- [Passage given]
* Start *

This project explores techniques in image processing that involve examining and analyzing an images' frequencies. Some of the techniques that are
implemented here include edge detection, blurring, sharpening, image hybridization, and image blending. Each of these techniques' implementation
will be discussed below.
Finite Difference Operator
In order to create an edge detector, we first made use of the finite difference operators Dx = [1, -1] and Dy = [1, -1]T
to find the partial derivatives of our image. By convolving Dx with our image, we are able to find sharp changes in pixel values of neighboring
horizontal pixels, indicating the presence of a vertical edge. Likewise, convolving Dy with our image allows us to determine the locations of
horizontal edges. These represent the partial derivatives of the images in the x and y. Then to find the edges throughout the image, we can determine the
magnitude of each pixel's gradient. We do this by computing √(Dx2 + Dy2) for each pixel. Then to
filter out noise, we binarize the image, setting a threshold for the magnitude of the gradient.
Original Cameraman Image
Dx Derivative
Dy Derivative
Gradient Magnitude
Binarized Gradient (Threshold = 60)
Derivative of Gaussian (DoG)
However, the edge image created by using the difference operators is a bit noisy. In order to produce the image above, a gradient
magnitude threshold of 60 was required and we therefore have fainter lines denoting the edges. We can improve upon this by convolving the image with a Gaussian
filter and then use our difference operators. As seen below, the derivative images are much less noisy and we can use a threshold of 20 to obtain much thicker
lines on our edge image.
Dx Derivative
Dy Derivative
Gradient Magnitude
Binarized Gradient (Threshold = 20)
Note that we can simplify the process by first convolving our Gaussian filter with finite difference operators Dx and
Dy to get the derivative of the Gaussian kernel with respect to x and y, DoGx and DoGy. Then when
we convolve this with our camera man image, we get a nearly identical result. There are not many visible differences between the edge images
created by this and the previous method.
DoGx Derivative
DoGy Derivative
DoG Gradient Magnitude
DoG Binarized Gradient (Threshold = 20)
DoG x derivative
DoG y derivative
Image Sharpening
In this section, we implement an unsharp mask filter, which is used to artificially make an image look sharper. We go about this by
first blurring an image by a Gaussian kernel, which acts as a low pass filter. Then in order to obtain the high frequencies that were
lost, we perform a pixel-wise substraction of the blurred image from the original image. Then with this high frequency component, we
multiply it by a scaling factor α and add it back to the original image. This enhances the high frequency components of the
orignal image, making it appear sharper. Note that the difference images were min-max normalized for visibility purposes. Due to the
difference images containing values less than 0, the values would get clipped to 0 when displaying the image, making it very dark.

* End *

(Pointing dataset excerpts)
* Start *

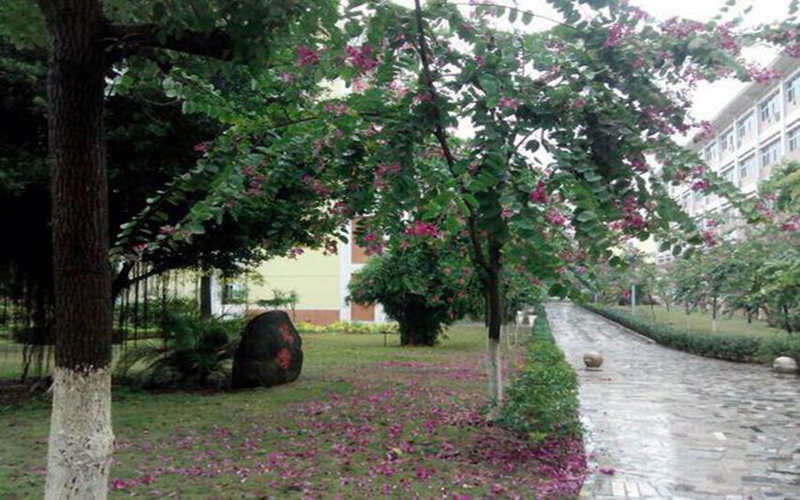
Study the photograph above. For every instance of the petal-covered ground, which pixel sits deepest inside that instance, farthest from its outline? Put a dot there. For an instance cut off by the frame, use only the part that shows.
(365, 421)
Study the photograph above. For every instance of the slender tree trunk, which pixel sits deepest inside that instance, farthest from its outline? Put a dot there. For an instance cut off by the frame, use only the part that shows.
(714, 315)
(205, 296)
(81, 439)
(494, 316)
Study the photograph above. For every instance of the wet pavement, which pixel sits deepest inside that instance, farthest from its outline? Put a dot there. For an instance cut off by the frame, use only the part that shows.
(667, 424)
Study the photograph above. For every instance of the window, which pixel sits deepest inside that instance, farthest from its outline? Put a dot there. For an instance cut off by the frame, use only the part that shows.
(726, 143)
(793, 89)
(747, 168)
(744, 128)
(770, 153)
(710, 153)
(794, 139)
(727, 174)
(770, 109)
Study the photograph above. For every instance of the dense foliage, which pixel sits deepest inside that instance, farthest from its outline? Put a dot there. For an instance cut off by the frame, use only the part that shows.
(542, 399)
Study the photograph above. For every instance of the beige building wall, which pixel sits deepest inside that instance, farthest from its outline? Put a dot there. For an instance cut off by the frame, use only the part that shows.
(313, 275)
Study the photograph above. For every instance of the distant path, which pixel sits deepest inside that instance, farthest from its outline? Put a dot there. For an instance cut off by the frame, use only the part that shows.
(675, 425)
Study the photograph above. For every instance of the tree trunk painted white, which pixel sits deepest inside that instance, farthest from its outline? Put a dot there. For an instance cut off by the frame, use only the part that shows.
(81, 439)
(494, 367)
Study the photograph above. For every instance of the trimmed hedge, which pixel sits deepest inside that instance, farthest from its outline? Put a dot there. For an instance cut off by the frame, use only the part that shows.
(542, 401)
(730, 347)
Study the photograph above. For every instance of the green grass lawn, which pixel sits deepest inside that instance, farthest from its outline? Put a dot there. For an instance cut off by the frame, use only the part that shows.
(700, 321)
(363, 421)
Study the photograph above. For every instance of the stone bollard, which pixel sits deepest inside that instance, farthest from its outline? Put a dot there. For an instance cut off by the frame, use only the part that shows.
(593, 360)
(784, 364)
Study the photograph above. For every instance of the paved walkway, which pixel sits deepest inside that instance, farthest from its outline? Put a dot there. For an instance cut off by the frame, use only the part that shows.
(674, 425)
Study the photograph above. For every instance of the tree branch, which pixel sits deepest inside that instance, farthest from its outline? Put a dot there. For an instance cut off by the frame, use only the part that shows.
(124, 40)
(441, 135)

* End *
* Start *

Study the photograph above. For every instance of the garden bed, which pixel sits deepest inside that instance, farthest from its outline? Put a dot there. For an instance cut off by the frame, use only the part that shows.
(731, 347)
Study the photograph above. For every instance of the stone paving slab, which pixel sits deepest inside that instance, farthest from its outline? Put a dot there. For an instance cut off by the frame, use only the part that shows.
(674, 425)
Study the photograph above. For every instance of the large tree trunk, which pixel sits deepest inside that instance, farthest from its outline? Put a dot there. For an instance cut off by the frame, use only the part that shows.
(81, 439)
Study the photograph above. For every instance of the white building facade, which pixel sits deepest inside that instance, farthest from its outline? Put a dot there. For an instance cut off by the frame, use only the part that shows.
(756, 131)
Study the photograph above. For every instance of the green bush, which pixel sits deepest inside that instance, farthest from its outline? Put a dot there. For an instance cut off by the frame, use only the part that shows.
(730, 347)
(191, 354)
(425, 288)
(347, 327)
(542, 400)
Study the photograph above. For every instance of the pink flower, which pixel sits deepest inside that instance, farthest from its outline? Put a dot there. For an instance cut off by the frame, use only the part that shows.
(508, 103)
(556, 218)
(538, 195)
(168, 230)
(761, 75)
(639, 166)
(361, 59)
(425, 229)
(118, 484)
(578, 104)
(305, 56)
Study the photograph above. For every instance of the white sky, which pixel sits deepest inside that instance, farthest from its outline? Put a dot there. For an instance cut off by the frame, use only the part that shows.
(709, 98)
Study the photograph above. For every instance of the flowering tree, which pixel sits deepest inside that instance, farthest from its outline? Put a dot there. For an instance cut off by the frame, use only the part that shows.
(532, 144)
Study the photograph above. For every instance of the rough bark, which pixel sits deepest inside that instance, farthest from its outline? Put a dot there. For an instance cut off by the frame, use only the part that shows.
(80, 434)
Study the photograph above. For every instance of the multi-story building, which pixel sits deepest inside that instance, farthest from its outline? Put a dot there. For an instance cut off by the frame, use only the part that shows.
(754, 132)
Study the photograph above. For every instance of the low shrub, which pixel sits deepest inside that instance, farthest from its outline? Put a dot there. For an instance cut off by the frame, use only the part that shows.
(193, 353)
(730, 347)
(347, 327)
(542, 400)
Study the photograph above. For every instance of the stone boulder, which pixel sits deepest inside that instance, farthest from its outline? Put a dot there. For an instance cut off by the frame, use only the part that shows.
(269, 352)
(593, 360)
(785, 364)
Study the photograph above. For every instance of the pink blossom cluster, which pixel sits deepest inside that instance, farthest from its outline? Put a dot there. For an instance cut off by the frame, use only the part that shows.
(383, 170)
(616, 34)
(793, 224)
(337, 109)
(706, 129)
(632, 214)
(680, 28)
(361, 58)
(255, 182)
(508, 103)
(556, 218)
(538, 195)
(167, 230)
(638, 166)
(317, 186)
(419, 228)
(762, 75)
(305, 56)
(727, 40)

* End *

- [Required actions]
A) In the image processing text, what gradient magnitude threshold did the edge image made with the plain finite difference operators require?
B) Tally the lines of the records that contain the word "pink", and give only that number.

- [Exercise responses]
A) A threshold of 60.

B) 2